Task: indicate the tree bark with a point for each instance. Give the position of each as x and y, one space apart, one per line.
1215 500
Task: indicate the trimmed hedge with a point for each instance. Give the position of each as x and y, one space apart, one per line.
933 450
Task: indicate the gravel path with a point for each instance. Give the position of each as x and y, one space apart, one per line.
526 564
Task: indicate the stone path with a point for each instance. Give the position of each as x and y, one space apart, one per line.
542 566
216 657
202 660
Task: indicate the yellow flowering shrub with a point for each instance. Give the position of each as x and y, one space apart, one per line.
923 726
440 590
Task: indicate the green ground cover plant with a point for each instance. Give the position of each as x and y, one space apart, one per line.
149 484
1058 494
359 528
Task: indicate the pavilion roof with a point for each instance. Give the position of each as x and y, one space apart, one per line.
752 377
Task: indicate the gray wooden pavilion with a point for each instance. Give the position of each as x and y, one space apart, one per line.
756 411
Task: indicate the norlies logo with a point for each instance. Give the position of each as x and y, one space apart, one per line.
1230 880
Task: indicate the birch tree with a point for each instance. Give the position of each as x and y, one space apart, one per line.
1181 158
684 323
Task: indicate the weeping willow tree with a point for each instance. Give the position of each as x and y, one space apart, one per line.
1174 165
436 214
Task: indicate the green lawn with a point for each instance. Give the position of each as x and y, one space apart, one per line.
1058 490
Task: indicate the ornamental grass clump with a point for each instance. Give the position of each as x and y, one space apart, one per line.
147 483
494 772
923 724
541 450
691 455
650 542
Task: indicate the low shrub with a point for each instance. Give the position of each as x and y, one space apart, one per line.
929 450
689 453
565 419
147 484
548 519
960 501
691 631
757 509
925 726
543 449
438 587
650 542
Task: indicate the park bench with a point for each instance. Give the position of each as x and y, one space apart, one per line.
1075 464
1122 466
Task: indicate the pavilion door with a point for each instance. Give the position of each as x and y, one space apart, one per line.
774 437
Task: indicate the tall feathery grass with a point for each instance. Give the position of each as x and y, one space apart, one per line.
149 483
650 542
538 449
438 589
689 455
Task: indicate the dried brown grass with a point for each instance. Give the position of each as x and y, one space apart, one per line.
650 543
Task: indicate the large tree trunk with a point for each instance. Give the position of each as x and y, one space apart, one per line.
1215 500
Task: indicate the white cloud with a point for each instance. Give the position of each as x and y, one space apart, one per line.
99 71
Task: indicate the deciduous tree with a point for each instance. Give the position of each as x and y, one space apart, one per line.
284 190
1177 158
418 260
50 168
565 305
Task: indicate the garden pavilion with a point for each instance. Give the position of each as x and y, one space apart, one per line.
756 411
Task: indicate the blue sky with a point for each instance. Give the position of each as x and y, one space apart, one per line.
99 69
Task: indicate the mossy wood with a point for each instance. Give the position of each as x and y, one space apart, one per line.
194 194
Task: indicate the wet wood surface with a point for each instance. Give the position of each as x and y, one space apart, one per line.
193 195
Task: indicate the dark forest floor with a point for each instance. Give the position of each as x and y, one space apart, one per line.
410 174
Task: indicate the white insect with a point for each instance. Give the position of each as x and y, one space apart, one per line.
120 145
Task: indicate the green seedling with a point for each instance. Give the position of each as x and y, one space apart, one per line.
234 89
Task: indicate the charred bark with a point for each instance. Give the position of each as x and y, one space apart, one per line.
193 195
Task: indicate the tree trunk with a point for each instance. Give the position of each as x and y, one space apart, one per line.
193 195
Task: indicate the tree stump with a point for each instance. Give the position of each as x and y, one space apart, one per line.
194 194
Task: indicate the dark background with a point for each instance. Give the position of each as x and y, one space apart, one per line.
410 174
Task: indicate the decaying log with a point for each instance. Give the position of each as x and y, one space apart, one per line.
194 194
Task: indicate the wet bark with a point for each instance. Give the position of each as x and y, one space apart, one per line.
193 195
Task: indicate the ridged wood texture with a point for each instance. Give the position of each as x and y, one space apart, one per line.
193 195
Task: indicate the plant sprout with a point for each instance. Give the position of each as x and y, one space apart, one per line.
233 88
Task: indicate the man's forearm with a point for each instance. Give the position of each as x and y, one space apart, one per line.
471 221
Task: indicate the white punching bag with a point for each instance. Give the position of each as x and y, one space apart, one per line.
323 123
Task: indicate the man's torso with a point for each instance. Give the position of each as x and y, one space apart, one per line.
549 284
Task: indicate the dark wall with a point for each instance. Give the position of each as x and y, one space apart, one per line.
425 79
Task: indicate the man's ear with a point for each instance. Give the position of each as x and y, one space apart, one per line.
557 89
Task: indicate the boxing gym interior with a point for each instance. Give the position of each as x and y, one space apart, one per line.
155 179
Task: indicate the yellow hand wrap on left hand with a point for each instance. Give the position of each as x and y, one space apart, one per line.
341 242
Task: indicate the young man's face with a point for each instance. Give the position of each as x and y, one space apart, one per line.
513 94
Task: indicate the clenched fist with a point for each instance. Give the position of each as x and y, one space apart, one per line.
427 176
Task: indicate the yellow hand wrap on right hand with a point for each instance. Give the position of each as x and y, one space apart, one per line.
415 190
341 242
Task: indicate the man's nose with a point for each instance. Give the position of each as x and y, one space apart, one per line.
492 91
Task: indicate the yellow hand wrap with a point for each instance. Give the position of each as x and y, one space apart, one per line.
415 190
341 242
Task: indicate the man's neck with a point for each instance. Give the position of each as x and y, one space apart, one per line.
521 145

•••••

▶ [WHAT TO WORK ON]: For every entry above, write out an exact copy.

▶ [RESPONSE FOR THIS EXERCISE]:
Task: indicate the tree bark with a point for each instance. Give the position of each as x and y, one space apart, one per line.
1215 500
Task: indicate the trimmed hedge with a point for each instance. Give the position of each as x and y, one space apart, one per line.
933 450
Task: indicate the gravel path with a point for each instance. Give the position of each as x and y, one space apart, one per line.
526 564
Task: indicate the stone path with a point for each instance. Give the position of each as x and y, one space apart, one per line.
542 566
216 657
202 660
Task: indicate the yellow flowering shrub with a point for each instance. Give the position of each as x and y, one space apart, one per line.
923 726
440 590
Task: indicate the green ground cover plant with a point for each instance. Give the position of each as x and y, one space apart, one per line.
149 484
1058 494
359 528
Task: indicate the pavilion roof with a point for each instance. Give the position of each as x and y, one space apart, one per line.
752 377
Task: indicate the gray wooden pavilion with a point for each instance. Give the position of each as x and y, one space apart, one per line.
756 411
Task: indicate the norlies logo with a point for each instance. Give the position of each as x and y, one space apart, one per line.
1230 880
Task: indicate the birch tree with a point for each instance. Give the position of each as x and y, one space apart, one per line.
1181 158
684 323
Task: indicate the weeping willow tree with a point for each instance. Give the position of each as x and y, one space apart, one per line.
1174 165
436 214
Task: indicate the green lawn with a point for each instance. Give the position of each as x and y, one space apart, one per line.
1058 490
Task: indicate the ornamental grass clump with a point for each instance. Give the position of each as x and y, one space apart, one per line.
147 483
494 772
923 724
541 450
691 455
650 542
Task: indicate the low shrub with a point for each instance. Give the position of each as x and y, one space apart, one per line.
929 450
689 453
565 419
147 484
548 519
960 501
691 631
757 509
925 726
543 449
438 587
650 542
Task: indicate the park bench with a point for each instance. Give the position of each as x and y, one space apart, one per line.
1075 464
1122 466
Task: indicate the pavilion door with a point for each instance. Give the position of each as x and y, one space apart, one per line.
774 437
Task: indicate the tall feathery grass with a point for each instance. Give the position of each as x and y, one space apart, one per line.
149 483
650 542
538 449
438 589
689 455
Task: indicate the dried brown grass with a point for each instance. Give the position of each as x and y, one space apart, one per line.
650 543
Task: indicate the large tree trunk with a point for each instance. Give the position of each as x and y, one space apart, one per line.
1215 500
Task: indicate the white cloud with a point for each instance. Give the position of each as x and y, one space apart, one per line.
99 71
Task: indicate the deciduous tree with a point for each instance. Give the position of each as x and y, one space apart, one per line.
284 190
1177 158
418 260
50 168
565 305
Task: indicate the garden pavilion with a point for each instance. Give the position of each as x and y, one space apart, one per line.
756 411
Task: indicate the blue sky with a point for each instance. Give the position of each as x and y, one space apart, one per line.
99 69
Task: indicate the mossy wood with a point for each instance. Give the position of each as x and y, one space apart, one per line.
194 194
Task: indicate the wet wood surface with a point for each instance. Give the position of each as x and y, one space apart, one per line.
193 195
Task: indicate the dark forest floor with a point for each instance. Give the position of each as x and y, one space apart, one per line.
410 174
Task: indicate the white insect with a point for each instance. Give the position of each as x and y, one space apart, one per line.
120 145
Task: indicate the green seedling with a point for each instance. Give the position of each as x and y, one space apart, one per line.
234 89
Task: indicate the charred bark with a point for each instance. Give the position of each as x and y, one space apart, one per line.
193 195
Task: indicate the tree trunk with a point for each instance. Give the position of each as x and y, one space apart, one per line.
193 195
Task: indicate the tree stump with a point for each instance. Give the position of each as x and y, one space apart, one per line.
194 194
Task: indicate the dark background with a point for each instance. Give the position of each as x and y, one space apart, one per line.
410 174
Task: indicate the decaying log with a point for each instance. Give the position of each as x and y, one space apart, one per line.
194 194
Task: indicate the wet bark with a point for each instance. Give the position of each as x and y, one space apart, one per line.
193 195
Task: indicate the ridged wood texture with a point for each instance. Give the position of each as x and y, one space apart, one per line.
193 195
Task: indicate the plant sprout with a point for each instance. Give the position of each as x and y, one space apart, one per line.
233 88
Task: indicate the man's forearm with a point for each instance. Give the position of each as x and y, one space apart, one per line.
471 221
Task: indicate the white punching bag with a point for each instance. Give the position of each as x and y, one space apart, one per line.
323 123
Task: indicate the man's torso with a point for each instance. Give the position of each as x and y, one space apart, one per line.
549 284
Task: indicate the dark wall with a point for each instance. Give the position of each as x and y, one space apart, one per line.
425 79
Task: indicate the man's ear with a point for each instance. Give the position of each as x and y, one space apart, one per line.
557 89
Task: indicate the boxing gym interior with a point for each instance. Give the position of each as x and y, one space apart, one per line.
155 179
Task: indicate the yellow hand wrap on left hand with a point for each instance. Give the position of each as x and y, one space apart, one per line.
341 242
Task: indicate the young man's face with a point for each instance. Give the position of each as x and y, one space apart, one per line.
513 94
Task: indicate the clenched fist with a point for each instance. Give the position of each as x and y, one space apart, one per line.
427 176
Task: indicate the yellow hand wrap on right hand with a point for each instance. Give the position of each as x and y, one space apart, one per line.
415 190
341 242
Task: indicate the man's nose with a point for each instance. Give the position of each as x and y, one space apart, one per line.
492 91
Task: indicate the yellow hand wrap with a point for each instance. Give the position of each as x and y, one space apart, one per line.
415 190
341 242
Task: indicate the man's neck with a point for each instance. Give the position of each as x and y, one space apart, one per line.
521 145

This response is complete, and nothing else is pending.